Page excerpt:
When the scientists paired two male octopuses in the same setup, the males interacted by touching arms, but they never attempted to mate. This suggested that a specific, female-derived chemical cue was acting as a biological green light for copulation. This immediately posed some questions.
What sensing apparatus might a male octopus have in his hectocotylus that enables him to unmistakably find the oviduct? And what is this female-derived cue that triggers the search?
Chemistry of touch
To figure out how octopuses’ sex life works at the molecular level, Villar’s team looked at the female’s reproductive organs first. They found that the female’s oviducts and ovary expressed high levels of biosynthetic enzymes critical for producing sex steroids. Specifically, the oviducts were packed with an enzyme responsible for the production of progesterone.
To check whether progesterone was the trigger, the researchers removed the female from the barrier tank and replaced her with conical plastic tubes coated with various chemical stimuli, sliding them into the small holes of the wall divider. When the male encountered the tube coated with progesterone, he actively explored it, demonstrating the same mating search behavior he used on the female’s mantle. By contrast, tubes coated with structurally similar steroids, bile acids, or bitter-tasting molecules failed to elicit the same response.
It seemed that evolution solved octopus sex by repurposing mechanisms they usually use for hunting. Octopuses use their regular, non-mating arms to hunt by relying on a taste-by-touch system to explore the seafloor for prey. This predation is driven by a distributed nervous system within the arms, studded with specialized chemotactile receptors. It turned out that the chemotactile receptor, a protein called CRT1, in the hectocotylus also responds to sex cues.
Scanning electron microscopy revealed that the tip of the hectocotylus is covered in small sucker cups that are structurally identical to the sensory suckers on their regular hunting arms. What’s more, these specialized mating suckers are densely packed with neural clusters. Just like the arms used for tracking down a crab, the hectocotylus expresses a high concentration of chemotactile receptors, alongside mechanoreceptors.

Task objective: Transcribe everything in the octopus mating passage from "What sensing apparatus" down to "triggers the search?".

Spatial localization data
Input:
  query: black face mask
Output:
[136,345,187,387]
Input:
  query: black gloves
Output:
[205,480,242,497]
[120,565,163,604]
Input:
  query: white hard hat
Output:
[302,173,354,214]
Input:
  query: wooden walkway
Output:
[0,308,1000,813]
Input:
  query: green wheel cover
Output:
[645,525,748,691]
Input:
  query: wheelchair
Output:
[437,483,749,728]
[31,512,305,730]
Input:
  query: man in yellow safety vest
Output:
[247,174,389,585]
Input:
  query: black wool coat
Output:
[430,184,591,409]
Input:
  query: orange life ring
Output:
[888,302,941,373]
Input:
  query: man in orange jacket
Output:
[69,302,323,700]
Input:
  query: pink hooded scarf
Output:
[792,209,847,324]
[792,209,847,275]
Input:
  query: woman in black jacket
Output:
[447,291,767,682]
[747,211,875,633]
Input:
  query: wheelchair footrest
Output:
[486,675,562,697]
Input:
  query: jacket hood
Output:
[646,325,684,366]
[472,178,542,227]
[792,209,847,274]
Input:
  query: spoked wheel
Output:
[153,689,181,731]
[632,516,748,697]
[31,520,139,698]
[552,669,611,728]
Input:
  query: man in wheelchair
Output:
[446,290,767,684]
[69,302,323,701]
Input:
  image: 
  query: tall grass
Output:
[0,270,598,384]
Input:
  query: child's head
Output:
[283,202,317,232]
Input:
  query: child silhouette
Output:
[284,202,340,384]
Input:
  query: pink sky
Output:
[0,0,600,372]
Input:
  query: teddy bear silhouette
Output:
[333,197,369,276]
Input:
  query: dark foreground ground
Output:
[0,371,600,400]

Your response:
What sensing apparatus might a male octopus have in his hectocotylus that enables him to unmistakably find the oviduct? And what is this female-derived cue that triggers the search?